____ GIVEN TEXT

SLATEC Routines --- SCHEX ---
*DECK SCHEX
SUBROUTINE SCHEX (R, LDR, P, K, L, Z, LDZ, NZ, C, S, JOB)
C***BEGIN PROLOGUE SCHEX
C***PURPOSE Update the Cholesky factorization A=TRANS(R)*R of A
C positive definite matrix A of order P under diagonal
C permutations of the form TRANS(E)*A*E, where E is a
C permutation matrix.
C***LIBRARY SLATEC (LINPACK)
C***CATEGORY D7B
C***TYPE SINGLE PRECISION (SCHEX-S, DCHEX-D, CCHEX-C)
C***KEYWORDS CHOLESKY DECOMPOSITION, EXCHANGE, LINEAR ALGEBRA, LINPACK,
C MATRIX, POSITIVE DEFINITE
C***AUTHOR Stewart, G. W., (U. of Maryland)

________
____ PROVIDED ENTRIES

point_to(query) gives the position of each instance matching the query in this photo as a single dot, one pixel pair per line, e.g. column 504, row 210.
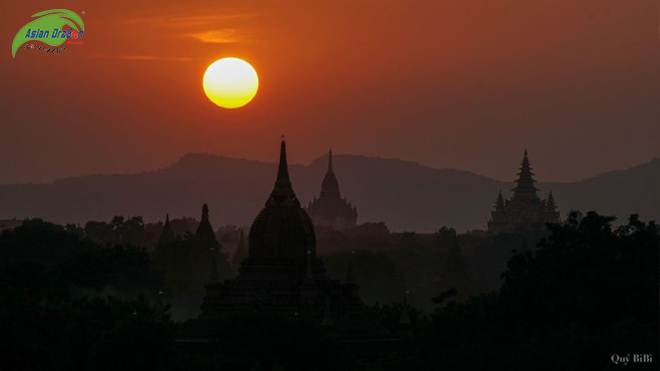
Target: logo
column 48, row 28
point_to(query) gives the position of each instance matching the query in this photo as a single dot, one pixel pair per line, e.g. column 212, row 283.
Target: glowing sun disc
column 230, row 82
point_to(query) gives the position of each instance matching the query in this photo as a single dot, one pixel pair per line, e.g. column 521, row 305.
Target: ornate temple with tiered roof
column 282, row 274
column 329, row 209
column 524, row 210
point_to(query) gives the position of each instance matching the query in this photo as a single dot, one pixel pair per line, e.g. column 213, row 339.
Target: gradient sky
column 467, row 84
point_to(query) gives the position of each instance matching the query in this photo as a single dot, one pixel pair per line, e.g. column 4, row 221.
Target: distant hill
column 405, row 195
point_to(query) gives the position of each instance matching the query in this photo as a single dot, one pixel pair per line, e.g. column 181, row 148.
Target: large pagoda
column 525, row 210
column 282, row 274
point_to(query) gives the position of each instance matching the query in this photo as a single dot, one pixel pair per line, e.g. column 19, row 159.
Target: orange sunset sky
column 466, row 84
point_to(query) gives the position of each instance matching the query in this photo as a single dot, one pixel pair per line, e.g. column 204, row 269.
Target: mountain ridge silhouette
column 405, row 195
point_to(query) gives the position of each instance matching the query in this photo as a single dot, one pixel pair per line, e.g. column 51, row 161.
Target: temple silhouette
column 524, row 210
column 282, row 274
column 329, row 209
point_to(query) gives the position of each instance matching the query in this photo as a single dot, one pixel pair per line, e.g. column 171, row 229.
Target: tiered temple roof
column 524, row 210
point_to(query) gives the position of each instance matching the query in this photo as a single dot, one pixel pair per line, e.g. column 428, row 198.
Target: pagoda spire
column 499, row 204
column 215, row 277
column 330, row 185
column 330, row 169
column 350, row 277
column 240, row 253
column 204, row 234
column 525, row 181
column 282, row 193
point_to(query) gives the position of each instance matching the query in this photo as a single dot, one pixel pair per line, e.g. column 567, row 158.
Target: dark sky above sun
column 466, row 84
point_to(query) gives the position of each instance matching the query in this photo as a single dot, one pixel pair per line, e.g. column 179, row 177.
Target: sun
column 230, row 82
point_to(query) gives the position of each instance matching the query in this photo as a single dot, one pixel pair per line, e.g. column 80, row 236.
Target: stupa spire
column 330, row 169
column 282, row 191
column 525, row 181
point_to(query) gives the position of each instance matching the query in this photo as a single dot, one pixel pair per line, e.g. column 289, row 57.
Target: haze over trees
column 70, row 301
column 405, row 195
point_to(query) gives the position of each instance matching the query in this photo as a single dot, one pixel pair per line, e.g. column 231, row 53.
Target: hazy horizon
column 466, row 85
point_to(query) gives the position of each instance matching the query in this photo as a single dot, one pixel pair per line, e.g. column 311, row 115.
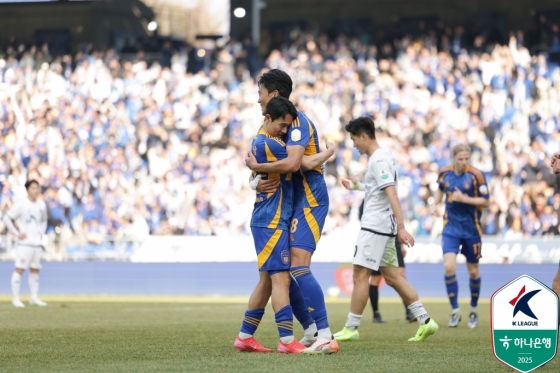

________

» WORK INSTRUCTIONS:
- a) Transcribe the part of the SCHEX prologue starting at "SLATEC Routines --- SCHEX" and ending at "(U. of Maryland)".
- b) Show each line of the records that contains the word "tiered", matching case exactly.

» RESPONSES TO THE TASKS:
- a)
SLATEC Routines --- SCHEX ---
*DECK SCHEX
SUBROUTINE SCHEX (R, LDR, P, K, L, Z, LDZ, NZ, C, S, JOB)
C***BEGIN PROLOGUE SCHEX
C***PURPOSE Update the Cholesky factorization A=TRANS(R)*R of A
C positive definite matrix A of order P under diagonal
C permutations of the form TRANS(E)*A*E, where E is a
C permutation matrix.
C***LIBRARY SLATEC (LINPACK)
C***CATEGORY D7B
C***TYPE SINGLE PRECISION (SCHEX-S, DCHEX-D, CCHEX-C)
C***KEYWORDS CHOLESKY DECOMPOSITION, EXCHANGE, LINEAR ALGEBRA, LINPACK,
C MATRIX, POSITIVE DEFINITE
C***AUTHOR Stewart, G. W., (U. of Maryland)

- b)
Target: ornate temple with tiered roof
Target: tiered temple roof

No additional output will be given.